** Opening Selected excerpt block **

François Dominique (born in Paris, on 21 July 1943) is a French writer and translator.

He taught law and political science at the University of Burgundy. Under the name Dominique Gros, he published Le droit antisémite de Vichy, La pauvreté saisie par le droit, Le droit de résistance à l’oppression in Le Genre Humain, Seuil Publisher.

In 1987, together with Jean-Michel Rabate, he founded the publishing house Ulysses-Fin-de-Siècle which became Virgile Publisher in 2002.

With Serge Gavronsky he translated Louis Zukofsky’s « A » into French, of which five volumes, including 23 sections of this long poem, have been published by Virgile, 1994 - 2015.

Some articles of François Dominique appeared in the journal Law and Literature.

== Publications ==

=== Novels and short stories ===
- Aséroé, récit, POL, 1992. ASEROË, novel, translation by Howard Limoli and Richard Sieburth, Bellevue Literary Press, New York, 2020.
- Une phrase, monologue, Actuaria, 1995.
- La Musique des morts, roman, Mercure de France : Bourse Stendhal, 1996.
- Parole donnée, roman, Mercure de France, 1999 (Prix Bourgogne de littérature).
- Romulphe, roman, Mercure de France, 2008.
- Solène, roman, Verdier, 2011 (Mention spéciale du jury, Prix Wepler-Fondation La Poste 2011, Prix Littéraire Charles Brisset 2012), translated by Samuel Martin, Otis Books, Seismicity Editions, Los Angeles, 2017.
- À Présent, Louis-René des Forêts, récit, Mercure de France, 2013, ISBN 978-2-7152-3408-6
- Atout cœur, récit, avec John Batho (photographe), Éditions Virgile, 2013, ISBN 978-2-9144-8195-3
- Délicates sorcières, roman, ((Champ Vallon)), 2017.

=== Literary essays ===
- Vernichtung, in Paroles à la bouche du présent. Le Négationnisme, histoire ou politique ?, essai, Éditions Al Dante, 1997.

** Closing Selected excerpt block **
** Opening Record set block **

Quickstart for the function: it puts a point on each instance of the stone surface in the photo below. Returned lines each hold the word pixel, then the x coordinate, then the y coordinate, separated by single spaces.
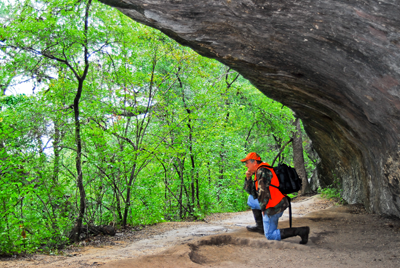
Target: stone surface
pixel 335 63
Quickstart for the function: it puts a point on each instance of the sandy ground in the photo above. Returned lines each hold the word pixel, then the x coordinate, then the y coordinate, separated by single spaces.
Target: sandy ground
pixel 341 236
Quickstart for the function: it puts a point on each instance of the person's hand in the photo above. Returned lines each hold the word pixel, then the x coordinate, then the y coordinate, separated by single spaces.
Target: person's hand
pixel 248 175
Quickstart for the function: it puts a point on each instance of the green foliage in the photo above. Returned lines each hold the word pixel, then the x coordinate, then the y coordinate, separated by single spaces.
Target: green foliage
pixel 162 128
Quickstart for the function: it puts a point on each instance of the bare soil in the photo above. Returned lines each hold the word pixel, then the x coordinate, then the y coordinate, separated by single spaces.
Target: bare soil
pixel 341 236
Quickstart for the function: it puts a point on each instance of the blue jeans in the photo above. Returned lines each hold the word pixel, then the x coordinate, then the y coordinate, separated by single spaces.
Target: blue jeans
pixel 271 230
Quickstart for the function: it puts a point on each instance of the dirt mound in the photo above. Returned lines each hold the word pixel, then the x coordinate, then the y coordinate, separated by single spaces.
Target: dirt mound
pixel 341 236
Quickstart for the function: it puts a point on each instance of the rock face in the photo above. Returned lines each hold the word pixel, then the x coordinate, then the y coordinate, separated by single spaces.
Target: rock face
pixel 335 63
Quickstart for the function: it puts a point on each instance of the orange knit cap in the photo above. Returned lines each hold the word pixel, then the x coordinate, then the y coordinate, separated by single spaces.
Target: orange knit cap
pixel 253 156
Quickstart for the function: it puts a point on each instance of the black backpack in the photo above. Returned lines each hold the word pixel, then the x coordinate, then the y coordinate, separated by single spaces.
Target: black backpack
pixel 289 181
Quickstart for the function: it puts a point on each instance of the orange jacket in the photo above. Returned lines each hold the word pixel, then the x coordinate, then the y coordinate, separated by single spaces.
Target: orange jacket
pixel 275 194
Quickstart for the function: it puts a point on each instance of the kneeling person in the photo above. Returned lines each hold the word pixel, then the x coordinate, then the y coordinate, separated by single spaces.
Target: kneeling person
pixel 267 202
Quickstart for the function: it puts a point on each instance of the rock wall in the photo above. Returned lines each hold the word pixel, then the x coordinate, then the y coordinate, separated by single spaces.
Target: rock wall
pixel 335 63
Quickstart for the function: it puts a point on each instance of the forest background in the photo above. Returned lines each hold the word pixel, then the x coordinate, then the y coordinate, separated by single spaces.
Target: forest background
pixel 124 126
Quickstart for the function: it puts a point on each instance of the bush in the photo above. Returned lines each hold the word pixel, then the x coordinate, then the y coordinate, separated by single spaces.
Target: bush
pixel 332 193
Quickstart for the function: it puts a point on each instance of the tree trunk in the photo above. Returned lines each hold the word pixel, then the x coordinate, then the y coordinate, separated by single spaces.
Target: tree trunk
pixel 298 157
pixel 128 193
pixel 78 163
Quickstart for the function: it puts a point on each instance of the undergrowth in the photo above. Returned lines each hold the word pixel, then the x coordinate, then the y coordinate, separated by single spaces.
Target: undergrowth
pixel 332 193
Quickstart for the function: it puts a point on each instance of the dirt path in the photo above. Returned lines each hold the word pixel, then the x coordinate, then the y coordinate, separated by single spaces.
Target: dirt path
pixel 341 236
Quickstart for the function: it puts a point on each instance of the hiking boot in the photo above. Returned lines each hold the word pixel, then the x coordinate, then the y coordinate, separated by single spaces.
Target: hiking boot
pixel 259 227
pixel 303 232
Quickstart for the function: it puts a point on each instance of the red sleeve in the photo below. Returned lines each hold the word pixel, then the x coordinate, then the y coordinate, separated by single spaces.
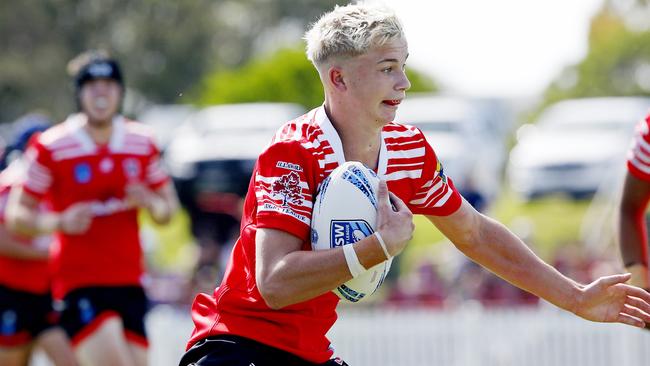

** Closing Record set block **

*Exercise goal*.
Please list every title in the text about François Dominique that was published by Mercure de France.

*Response to this exercise*.
- La Musique des morts
- Parole donnée
- Romulphe
- À Présent, Louis-René des Forêts